━━━ Listed records ━━━

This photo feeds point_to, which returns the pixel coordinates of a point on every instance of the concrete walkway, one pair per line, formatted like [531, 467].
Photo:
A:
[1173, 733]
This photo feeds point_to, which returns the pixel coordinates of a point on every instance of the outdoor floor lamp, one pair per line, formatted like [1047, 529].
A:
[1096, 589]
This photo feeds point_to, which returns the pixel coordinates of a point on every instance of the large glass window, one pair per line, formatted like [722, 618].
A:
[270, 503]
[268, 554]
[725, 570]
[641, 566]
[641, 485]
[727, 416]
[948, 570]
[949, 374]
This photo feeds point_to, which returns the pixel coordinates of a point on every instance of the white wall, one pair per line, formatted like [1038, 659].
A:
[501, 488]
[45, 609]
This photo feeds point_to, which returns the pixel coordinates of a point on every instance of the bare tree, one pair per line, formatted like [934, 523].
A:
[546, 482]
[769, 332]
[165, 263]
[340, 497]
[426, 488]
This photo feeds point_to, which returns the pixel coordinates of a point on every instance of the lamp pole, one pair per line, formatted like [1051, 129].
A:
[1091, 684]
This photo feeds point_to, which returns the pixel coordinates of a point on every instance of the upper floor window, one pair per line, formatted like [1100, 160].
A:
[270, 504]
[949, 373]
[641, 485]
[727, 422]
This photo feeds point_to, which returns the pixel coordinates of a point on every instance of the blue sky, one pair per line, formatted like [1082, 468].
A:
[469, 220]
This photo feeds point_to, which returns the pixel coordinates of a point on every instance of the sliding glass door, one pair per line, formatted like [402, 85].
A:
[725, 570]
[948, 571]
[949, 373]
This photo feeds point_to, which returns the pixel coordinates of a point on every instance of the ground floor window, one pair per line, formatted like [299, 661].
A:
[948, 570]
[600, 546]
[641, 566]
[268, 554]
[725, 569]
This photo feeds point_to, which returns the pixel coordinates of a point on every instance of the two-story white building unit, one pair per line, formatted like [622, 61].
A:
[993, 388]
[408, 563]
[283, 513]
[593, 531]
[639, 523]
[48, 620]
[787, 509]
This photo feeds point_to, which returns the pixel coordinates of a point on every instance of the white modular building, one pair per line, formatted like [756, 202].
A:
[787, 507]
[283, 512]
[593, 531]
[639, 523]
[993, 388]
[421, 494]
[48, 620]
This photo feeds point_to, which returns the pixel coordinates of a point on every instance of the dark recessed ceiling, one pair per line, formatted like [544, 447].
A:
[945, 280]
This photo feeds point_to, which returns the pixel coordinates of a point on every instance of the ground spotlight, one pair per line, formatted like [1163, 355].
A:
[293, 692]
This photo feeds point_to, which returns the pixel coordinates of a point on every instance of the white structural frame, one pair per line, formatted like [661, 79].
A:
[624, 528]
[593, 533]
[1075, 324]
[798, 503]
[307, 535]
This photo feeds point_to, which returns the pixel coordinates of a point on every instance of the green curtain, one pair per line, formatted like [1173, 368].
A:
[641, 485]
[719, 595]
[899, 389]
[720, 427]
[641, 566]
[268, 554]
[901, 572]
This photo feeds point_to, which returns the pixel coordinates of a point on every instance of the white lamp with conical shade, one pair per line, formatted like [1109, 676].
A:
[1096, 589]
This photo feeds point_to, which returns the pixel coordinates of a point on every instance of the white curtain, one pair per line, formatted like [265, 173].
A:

━━━

Instructions to follow: Add 25 to every coordinate in the answers and write out the records again, requests included, starting at the beginning of the records and ending at the line that contains "[1173, 733]". Output only those lines.

Solution to this task:
This photo feeds point_to, which returns the pixel coordinates of a point on every instance of the concrete walkway, one pair per line, formatted like [531, 467].
Photo:
A:
[1198, 758]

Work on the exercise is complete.